### Direction
Your task is to print all of the material verbatim.

### Record excerpts
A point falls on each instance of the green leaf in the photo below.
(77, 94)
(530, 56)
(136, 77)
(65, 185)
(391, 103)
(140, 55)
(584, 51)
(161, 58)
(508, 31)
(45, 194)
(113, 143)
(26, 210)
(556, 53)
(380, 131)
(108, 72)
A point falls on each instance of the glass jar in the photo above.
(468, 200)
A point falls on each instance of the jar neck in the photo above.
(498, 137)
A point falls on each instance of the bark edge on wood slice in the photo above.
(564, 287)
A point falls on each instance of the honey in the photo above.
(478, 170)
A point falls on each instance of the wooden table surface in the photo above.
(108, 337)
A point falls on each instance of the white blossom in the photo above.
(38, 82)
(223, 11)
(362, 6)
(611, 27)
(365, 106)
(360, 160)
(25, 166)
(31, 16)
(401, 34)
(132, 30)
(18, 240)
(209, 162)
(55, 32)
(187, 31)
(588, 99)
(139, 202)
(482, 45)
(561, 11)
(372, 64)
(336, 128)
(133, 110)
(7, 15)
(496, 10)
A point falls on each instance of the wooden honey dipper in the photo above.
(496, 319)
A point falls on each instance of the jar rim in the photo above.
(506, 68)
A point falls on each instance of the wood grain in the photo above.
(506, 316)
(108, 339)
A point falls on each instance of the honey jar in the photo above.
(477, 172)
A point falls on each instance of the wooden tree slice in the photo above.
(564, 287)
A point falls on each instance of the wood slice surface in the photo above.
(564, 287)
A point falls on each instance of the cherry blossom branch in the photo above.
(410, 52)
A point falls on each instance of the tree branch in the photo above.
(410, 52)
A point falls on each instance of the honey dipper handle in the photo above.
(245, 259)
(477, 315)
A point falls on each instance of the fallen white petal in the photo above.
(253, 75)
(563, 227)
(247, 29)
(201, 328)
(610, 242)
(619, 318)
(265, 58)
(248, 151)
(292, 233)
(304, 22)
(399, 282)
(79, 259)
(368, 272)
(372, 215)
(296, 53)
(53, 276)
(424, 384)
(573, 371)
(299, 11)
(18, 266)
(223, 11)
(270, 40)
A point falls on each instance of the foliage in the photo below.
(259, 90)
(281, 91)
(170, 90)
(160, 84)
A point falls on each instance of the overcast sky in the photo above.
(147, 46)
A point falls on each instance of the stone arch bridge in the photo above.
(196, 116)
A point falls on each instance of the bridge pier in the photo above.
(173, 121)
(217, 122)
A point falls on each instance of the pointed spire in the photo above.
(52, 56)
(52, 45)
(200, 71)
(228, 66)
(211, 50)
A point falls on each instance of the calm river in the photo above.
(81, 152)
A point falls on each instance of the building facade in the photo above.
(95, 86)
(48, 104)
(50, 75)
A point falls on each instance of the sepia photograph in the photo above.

### Correct response
A point falls on each instance of the green leaf in the photo below.
(77, 94)
(530, 56)
(136, 77)
(65, 185)
(391, 103)
(140, 55)
(584, 51)
(161, 58)
(508, 31)
(45, 194)
(113, 143)
(26, 210)
(556, 53)
(380, 131)
(108, 72)
A point falls on each instance of the glass jar in the photo above.
(468, 200)
A point falls on each instance of the jar neck in the photo above.
(498, 137)
A point falls on each instance of the bark edge on wood slice in the photo above.
(564, 287)
A point falls on each instance of the honey in the photo above.
(478, 170)
A point falls on each instance of the wooden table surface in the photo above.
(108, 337)
A point falls on each instance of the white blossom in the photo above.
(38, 82)
(223, 11)
(362, 6)
(611, 27)
(365, 106)
(360, 160)
(25, 166)
(31, 16)
(401, 34)
(132, 30)
(18, 240)
(209, 162)
(55, 32)
(187, 31)
(588, 99)
(139, 202)
(482, 45)
(561, 11)
(372, 64)
(336, 128)
(133, 110)
(7, 15)
(496, 10)
A point falls on each instance of the wooden honey dipper in the photo above.
(496, 319)
A point falls on each instance of the jar rim in the photo above.
(506, 68)
A point falls on each instance of the wood grain in the photo above.
(506, 316)
(108, 339)
A point falls on each instance of the honey jar in the photo above.
(477, 172)
A point falls on each instance of the wooden tree slice in the photo above.
(564, 287)
A point falls on each instance of the wood slice surface in the photo above.
(564, 287)
A point falls on each instance of the cherry blossom branch in the photo above.
(410, 52)
A point falls on each instance of the tree branch in the photo above.
(410, 52)
A point falls on each instance of the honey dipper handle in the photo above.
(245, 259)
(477, 315)
A point falls on each instance of the fallen white petal in the photo above.
(253, 75)
(563, 227)
(247, 29)
(201, 328)
(610, 242)
(619, 318)
(265, 58)
(248, 151)
(292, 233)
(304, 22)
(399, 282)
(79, 259)
(368, 272)
(372, 215)
(296, 53)
(53, 276)
(424, 384)
(573, 371)
(299, 11)
(18, 266)
(223, 11)
(270, 40)
A point falls on each instance of the foliage in the photo below.
(259, 90)
(281, 91)
(170, 90)
(160, 84)
A point falls on each instance of the overcast sky in the photo above.
(147, 46)
A point falls on each instance of the stone arch bridge in the photo above.
(196, 116)
A point falls on each instance of the bridge pier in the photo above.
(173, 121)
(217, 122)
A point falls on each instance of the pointed spire in the photo above.
(52, 56)
(52, 45)
(200, 71)
(228, 66)
(211, 50)
A point falls on each instance of the calm river in the photo above.
(81, 152)
A point falls on each instance of the building facade in the photo above.
(95, 86)
(48, 104)
(50, 75)
A point falls on each instance of the sepia photograph in the photo above.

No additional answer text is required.